- ACTION ITEM
What's needed: every entry, printed exactly, minus the images.

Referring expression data
*** Block opens ***

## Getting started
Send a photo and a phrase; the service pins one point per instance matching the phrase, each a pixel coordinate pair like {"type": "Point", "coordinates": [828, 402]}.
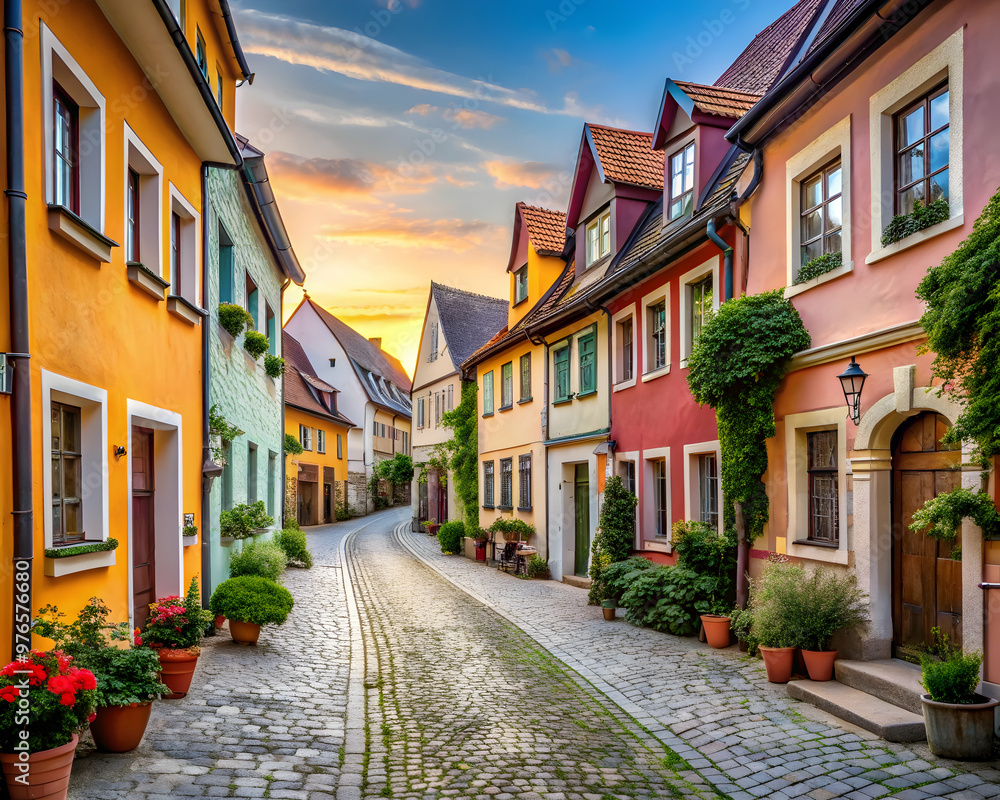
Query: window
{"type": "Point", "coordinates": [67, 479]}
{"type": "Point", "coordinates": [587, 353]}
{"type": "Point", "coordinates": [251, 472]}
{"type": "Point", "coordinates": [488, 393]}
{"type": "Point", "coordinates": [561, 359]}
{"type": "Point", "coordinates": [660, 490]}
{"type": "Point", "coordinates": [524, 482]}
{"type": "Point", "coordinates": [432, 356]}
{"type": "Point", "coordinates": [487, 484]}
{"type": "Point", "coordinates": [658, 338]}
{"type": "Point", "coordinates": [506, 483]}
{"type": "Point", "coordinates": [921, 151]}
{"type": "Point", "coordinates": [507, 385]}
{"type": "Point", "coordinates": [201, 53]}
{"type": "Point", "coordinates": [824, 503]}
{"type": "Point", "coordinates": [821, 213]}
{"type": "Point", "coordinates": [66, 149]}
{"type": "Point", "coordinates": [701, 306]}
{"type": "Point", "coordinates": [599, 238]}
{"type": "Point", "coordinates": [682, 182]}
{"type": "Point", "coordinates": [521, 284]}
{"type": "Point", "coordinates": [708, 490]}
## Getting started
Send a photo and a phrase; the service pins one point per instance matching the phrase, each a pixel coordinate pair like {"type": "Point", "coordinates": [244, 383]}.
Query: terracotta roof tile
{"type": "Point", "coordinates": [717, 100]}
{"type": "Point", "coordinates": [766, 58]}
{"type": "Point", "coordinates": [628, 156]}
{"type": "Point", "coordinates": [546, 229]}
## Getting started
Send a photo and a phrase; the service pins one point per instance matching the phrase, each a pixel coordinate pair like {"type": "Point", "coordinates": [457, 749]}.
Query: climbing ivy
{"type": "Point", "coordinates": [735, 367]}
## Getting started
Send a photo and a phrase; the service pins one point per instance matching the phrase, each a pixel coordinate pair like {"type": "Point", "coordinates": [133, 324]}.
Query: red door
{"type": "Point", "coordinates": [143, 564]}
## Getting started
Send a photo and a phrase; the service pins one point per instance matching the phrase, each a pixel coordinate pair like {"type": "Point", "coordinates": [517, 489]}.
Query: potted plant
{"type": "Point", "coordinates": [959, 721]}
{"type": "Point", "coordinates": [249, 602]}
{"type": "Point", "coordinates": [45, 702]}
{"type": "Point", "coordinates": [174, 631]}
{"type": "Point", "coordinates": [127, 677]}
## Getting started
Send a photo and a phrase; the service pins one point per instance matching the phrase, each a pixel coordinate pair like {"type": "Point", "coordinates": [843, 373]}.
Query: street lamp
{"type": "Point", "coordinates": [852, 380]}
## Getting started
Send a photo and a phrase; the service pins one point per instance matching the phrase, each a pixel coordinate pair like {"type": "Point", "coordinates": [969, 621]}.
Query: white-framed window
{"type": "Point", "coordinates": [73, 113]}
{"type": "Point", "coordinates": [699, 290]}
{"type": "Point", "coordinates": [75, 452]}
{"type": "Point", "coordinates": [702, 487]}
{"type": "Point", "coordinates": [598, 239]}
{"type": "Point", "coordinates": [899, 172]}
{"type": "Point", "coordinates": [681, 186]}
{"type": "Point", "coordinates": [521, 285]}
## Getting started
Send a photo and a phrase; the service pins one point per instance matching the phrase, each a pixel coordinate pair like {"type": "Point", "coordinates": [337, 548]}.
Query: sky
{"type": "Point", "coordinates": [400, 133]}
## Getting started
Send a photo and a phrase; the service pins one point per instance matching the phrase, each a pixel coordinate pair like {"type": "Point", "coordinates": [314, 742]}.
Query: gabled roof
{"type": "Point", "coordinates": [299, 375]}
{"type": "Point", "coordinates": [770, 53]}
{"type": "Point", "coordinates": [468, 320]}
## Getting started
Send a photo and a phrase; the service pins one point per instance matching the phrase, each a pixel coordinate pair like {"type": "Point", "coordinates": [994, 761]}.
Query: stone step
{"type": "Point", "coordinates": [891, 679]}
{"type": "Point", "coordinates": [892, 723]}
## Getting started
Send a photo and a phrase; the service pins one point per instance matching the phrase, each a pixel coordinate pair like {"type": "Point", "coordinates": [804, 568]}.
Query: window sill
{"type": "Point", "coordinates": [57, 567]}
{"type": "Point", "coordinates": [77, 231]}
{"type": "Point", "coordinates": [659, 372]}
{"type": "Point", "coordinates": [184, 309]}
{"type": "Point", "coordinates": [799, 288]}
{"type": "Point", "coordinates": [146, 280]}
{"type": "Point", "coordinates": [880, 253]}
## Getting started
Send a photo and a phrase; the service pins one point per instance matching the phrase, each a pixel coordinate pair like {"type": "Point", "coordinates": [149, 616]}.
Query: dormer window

*** Block closes ***

- COMPLETED TASK
## Getting started
Send a photo and a phrase; the service pins one point per instance matching the phrase, each a pixel coordinate pair like {"type": "Point", "coordinates": [828, 402]}.
Query: window
{"type": "Point", "coordinates": [67, 479]}
{"type": "Point", "coordinates": [587, 353]}
{"type": "Point", "coordinates": [251, 472]}
{"type": "Point", "coordinates": [488, 393]}
{"type": "Point", "coordinates": [561, 359]}
{"type": "Point", "coordinates": [660, 490]}
{"type": "Point", "coordinates": [524, 482]}
{"type": "Point", "coordinates": [432, 356]}
{"type": "Point", "coordinates": [487, 484]}
{"type": "Point", "coordinates": [658, 338]}
{"type": "Point", "coordinates": [506, 483]}
{"type": "Point", "coordinates": [921, 151]}
{"type": "Point", "coordinates": [507, 385]}
{"type": "Point", "coordinates": [201, 53]}
{"type": "Point", "coordinates": [824, 503]}
{"type": "Point", "coordinates": [821, 213]}
{"type": "Point", "coordinates": [66, 149]}
{"type": "Point", "coordinates": [701, 306]}
{"type": "Point", "coordinates": [599, 238]}
{"type": "Point", "coordinates": [682, 182]}
{"type": "Point", "coordinates": [521, 284]}
{"type": "Point", "coordinates": [708, 490]}
## Getting started
Send a photo and a phrase; the service pins one point per instance matching the phrase, each a pixel coordinate pair like {"type": "Point", "coordinates": [244, 383]}.
Query: terracotta roof tile
{"type": "Point", "coordinates": [717, 100]}
{"type": "Point", "coordinates": [766, 58]}
{"type": "Point", "coordinates": [628, 156]}
{"type": "Point", "coordinates": [546, 229]}
## Getting started
Send a photo and a phrase; the service pins one point per instance matching the phrase, each a pixel coordinate pair like {"type": "Point", "coordinates": [457, 749]}.
Query: climbing ivy
{"type": "Point", "coordinates": [735, 367]}
## Getting started
Send a photo and a phrase; the service pins one point per instance matching the phrase, each a pixel coordinate pair like {"type": "Point", "coordinates": [133, 324]}.
Query: red door
{"type": "Point", "coordinates": [143, 564]}
## Getting started
Send a photo and a phrase; the service pins one point per instance matching the phrase, each a pixel coordinate pair like {"type": "Point", "coordinates": [517, 489]}.
Query: potted plant
{"type": "Point", "coordinates": [959, 721]}
{"type": "Point", "coordinates": [249, 602]}
{"type": "Point", "coordinates": [45, 702]}
{"type": "Point", "coordinates": [174, 631]}
{"type": "Point", "coordinates": [127, 677]}
## Getting started
Send a photo and a phrase; the service pins one point per instance matching the phrase, each a pixel coordinate pair like {"type": "Point", "coordinates": [843, 373]}.
Query: street lamp
{"type": "Point", "coordinates": [852, 380]}
## Getting started
Send a photo and a phrase; the service pins one point per instance matching the phrase, each a pixel coordinate pair like {"type": "Point", "coordinates": [969, 621]}.
Query: white-framed window
{"type": "Point", "coordinates": [73, 113]}
{"type": "Point", "coordinates": [699, 290]}
{"type": "Point", "coordinates": [75, 452]}
{"type": "Point", "coordinates": [702, 487]}
{"type": "Point", "coordinates": [598, 239]}
{"type": "Point", "coordinates": [899, 172]}
{"type": "Point", "coordinates": [681, 186]}
{"type": "Point", "coordinates": [521, 285]}
## Getting started
Send a photo and a phrase; the service pins one point per instance matching the phrase, each a pixel coordinate pair like {"type": "Point", "coordinates": [337, 548]}.
Query: sky
{"type": "Point", "coordinates": [400, 133]}
## Getting started
Send a photo and a phrase; the service pins one point per instance matching the phrase, each a pixel coordinate pair like {"type": "Point", "coordinates": [314, 742]}.
Query: gabled roof
{"type": "Point", "coordinates": [299, 375]}
{"type": "Point", "coordinates": [770, 53]}
{"type": "Point", "coordinates": [468, 320]}
## Getting started
Send a photo and a phrase; the service pins one point per instance matching the phrase, each a pixel coordinate pair like {"type": "Point", "coordinates": [994, 761]}.
Query: stone step
{"type": "Point", "coordinates": [891, 679]}
{"type": "Point", "coordinates": [892, 723]}
## Getting started
Send a photo and a phrase; the service pins one point per instance matching the phrase, each a pixel coordinate pair like {"type": "Point", "coordinates": [804, 568]}.
Query: window sill
{"type": "Point", "coordinates": [57, 567]}
{"type": "Point", "coordinates": [77, 231]}
{"type": "Point", "coordinates": [659, 372]}
{"type": "Point", "coordinates": [184, 309]}
{"type": "Point", "coordinates": [799, 288]}
{"type": "Point", "coordinates": [146, 280]}
{"type": "Point", "coordinates": [880, 253]}
## Getting started
Send a photo and a phrase; the service pins one point per instance matching the phrase, each a pixel coordinate pair like {"type": "Point", "coordinates": [149, 616]}.
Query: dormer window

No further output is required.